■ What the task asks
Your job with the data below is to output exactly the lines from the one holding "Target: attic vent" down to the one holding "[ ] one point per instance of the wooden porch", both included, and no others.

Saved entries
* * * * * * *

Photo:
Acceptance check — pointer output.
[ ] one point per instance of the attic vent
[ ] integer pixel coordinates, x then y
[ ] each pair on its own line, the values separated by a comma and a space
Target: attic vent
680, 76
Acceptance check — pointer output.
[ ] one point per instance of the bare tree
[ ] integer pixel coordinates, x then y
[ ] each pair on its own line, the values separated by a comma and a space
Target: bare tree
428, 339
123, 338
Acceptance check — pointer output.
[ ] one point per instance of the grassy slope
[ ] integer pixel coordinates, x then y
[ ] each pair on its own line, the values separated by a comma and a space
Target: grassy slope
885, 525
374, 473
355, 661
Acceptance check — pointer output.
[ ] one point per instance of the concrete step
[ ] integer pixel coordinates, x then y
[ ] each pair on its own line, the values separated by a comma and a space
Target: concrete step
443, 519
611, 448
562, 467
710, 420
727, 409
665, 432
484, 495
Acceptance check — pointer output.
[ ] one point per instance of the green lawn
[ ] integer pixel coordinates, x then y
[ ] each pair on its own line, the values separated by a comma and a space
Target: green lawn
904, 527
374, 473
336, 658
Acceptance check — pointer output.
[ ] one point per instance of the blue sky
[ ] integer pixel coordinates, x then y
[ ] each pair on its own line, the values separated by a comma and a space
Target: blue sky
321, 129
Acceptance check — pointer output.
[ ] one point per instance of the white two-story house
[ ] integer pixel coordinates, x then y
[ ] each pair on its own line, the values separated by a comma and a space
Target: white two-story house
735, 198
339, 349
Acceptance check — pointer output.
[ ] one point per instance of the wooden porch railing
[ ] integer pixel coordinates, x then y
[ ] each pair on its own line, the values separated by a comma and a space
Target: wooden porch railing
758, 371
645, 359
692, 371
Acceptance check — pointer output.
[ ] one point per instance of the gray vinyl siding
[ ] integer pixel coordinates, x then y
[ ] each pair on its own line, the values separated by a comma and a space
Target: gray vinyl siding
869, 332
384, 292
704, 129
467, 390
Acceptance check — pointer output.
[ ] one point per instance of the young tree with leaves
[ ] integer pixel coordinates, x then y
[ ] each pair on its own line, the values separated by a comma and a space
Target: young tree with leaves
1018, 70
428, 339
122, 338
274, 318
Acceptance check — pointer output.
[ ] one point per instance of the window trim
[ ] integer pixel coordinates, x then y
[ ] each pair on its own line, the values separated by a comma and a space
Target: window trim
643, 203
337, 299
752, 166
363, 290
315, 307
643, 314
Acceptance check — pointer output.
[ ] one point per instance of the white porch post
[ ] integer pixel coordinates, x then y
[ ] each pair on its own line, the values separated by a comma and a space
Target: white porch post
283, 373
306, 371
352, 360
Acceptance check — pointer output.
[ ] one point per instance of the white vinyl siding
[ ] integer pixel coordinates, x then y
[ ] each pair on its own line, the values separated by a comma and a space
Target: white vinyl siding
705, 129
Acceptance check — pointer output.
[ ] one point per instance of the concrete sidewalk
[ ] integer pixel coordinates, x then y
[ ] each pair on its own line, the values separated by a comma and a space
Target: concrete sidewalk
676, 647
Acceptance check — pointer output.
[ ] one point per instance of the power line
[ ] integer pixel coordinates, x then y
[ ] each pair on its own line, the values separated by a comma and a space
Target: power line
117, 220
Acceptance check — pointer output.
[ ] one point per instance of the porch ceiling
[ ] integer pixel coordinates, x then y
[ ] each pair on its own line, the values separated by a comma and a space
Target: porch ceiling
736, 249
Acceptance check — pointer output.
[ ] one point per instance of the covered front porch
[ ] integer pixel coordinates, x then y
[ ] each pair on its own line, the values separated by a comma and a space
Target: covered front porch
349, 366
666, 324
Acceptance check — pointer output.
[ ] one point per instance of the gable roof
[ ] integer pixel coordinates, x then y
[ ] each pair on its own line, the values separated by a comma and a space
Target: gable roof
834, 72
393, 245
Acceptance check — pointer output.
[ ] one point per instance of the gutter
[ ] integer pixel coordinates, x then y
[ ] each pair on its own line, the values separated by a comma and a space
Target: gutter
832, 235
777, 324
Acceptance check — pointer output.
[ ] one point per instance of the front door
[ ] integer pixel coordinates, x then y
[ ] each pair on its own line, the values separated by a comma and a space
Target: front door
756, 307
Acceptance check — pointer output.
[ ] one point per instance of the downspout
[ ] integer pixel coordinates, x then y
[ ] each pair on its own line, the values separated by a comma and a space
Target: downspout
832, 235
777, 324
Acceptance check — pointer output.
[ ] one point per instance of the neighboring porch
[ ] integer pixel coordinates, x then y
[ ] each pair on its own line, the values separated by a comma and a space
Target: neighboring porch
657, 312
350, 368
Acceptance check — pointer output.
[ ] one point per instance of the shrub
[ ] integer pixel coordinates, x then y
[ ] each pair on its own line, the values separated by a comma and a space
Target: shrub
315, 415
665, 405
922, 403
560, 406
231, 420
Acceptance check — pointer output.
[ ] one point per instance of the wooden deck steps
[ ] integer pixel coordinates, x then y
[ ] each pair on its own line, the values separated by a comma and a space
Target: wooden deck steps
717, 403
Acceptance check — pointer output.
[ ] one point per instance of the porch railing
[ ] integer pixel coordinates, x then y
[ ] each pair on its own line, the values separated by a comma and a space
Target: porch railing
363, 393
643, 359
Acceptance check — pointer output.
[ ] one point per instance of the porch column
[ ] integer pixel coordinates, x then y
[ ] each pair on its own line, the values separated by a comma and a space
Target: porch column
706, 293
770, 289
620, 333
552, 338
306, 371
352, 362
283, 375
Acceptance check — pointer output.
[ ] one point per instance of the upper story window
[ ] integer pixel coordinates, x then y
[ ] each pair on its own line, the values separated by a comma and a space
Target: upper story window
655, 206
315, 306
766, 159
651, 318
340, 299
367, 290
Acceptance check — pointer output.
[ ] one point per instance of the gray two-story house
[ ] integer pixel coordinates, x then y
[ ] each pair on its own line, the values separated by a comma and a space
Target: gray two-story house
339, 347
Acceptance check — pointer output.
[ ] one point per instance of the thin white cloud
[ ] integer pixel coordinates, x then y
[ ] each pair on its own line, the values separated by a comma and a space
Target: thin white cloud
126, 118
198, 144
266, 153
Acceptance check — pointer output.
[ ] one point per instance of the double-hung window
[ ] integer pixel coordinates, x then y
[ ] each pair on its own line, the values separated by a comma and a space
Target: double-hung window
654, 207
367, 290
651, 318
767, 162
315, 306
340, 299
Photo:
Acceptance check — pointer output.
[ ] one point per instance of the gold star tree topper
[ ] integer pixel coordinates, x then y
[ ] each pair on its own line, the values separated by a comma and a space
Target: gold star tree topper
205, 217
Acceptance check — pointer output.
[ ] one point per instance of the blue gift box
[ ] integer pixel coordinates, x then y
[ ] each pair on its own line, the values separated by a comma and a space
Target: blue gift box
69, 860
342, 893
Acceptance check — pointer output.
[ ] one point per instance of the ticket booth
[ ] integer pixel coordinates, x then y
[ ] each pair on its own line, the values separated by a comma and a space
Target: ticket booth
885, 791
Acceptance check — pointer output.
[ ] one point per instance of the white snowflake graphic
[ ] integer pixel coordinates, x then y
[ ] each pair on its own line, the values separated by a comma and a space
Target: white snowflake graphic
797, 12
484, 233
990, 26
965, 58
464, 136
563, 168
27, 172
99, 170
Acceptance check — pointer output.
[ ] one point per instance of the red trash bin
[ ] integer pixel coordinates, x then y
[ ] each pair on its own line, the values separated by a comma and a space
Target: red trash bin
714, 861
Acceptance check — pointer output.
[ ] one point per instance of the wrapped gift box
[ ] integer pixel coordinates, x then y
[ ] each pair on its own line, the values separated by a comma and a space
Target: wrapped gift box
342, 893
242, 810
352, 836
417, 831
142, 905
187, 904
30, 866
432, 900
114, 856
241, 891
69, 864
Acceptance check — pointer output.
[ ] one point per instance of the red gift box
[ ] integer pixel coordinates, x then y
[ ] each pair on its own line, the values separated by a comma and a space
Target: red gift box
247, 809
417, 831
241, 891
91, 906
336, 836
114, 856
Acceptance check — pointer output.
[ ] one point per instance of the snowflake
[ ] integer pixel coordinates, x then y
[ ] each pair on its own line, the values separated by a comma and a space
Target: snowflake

* * * * * * *

■ Output of the task
Target: attic vent
680, 76
Acceptance check — pointer output.
[ ] one point per instance of the bare tree
[ ] integer pixel coordinates, x then y
[ ] each pair on its own line, the values separated by a comma and a space
Target: bare tree
428, 339
123, 338
Acceptance check — pointer output.
[ ] one point per instance of the grassy slope
[ ] integer pixel coordinates, x then y
[ ] each pair on its own line, the values separated by a comma and a space
Target: grassy slope
885, 525
374, 473
355, 661
Acceptance check — pointer output.
[ ] one point per instance of the concrete step
[ ] integer pixel coordinates, x then y
[ ] each pair on its own line, the values separated by a comma and a space
Target: concrete step
443, 519
611, 448
562, 467
710, 420
727, 409
665, 432
484, 495
Acceptance check — pointer output.
[ ] one point per instance of the green lawn
[ ] integer pixel coordinates, x then y
[ ] each pair on its own line, the values separated by a comma and a space
Target: green lawn
904, 527
374, 473
336, 658
Acceptance check — pointer output.
[ ] one point per instance of the blue sky
[ ] integer pixel coordinates, x then y
[ ] each pair on its own line, the values separated by a comma and a space
Target: blue sky
321, 129
Acceptance check — pointer output.
[ ] one point per instance of the white two-story house
[ ] integer pixel coordinates, x then y
[ ] each pair on its own line, the values separated by a comma and a space
Target: white two-story house
735, 198
339, 349
Acceptance check — pointer output.
[ ] one point per instance of the wooden porch railing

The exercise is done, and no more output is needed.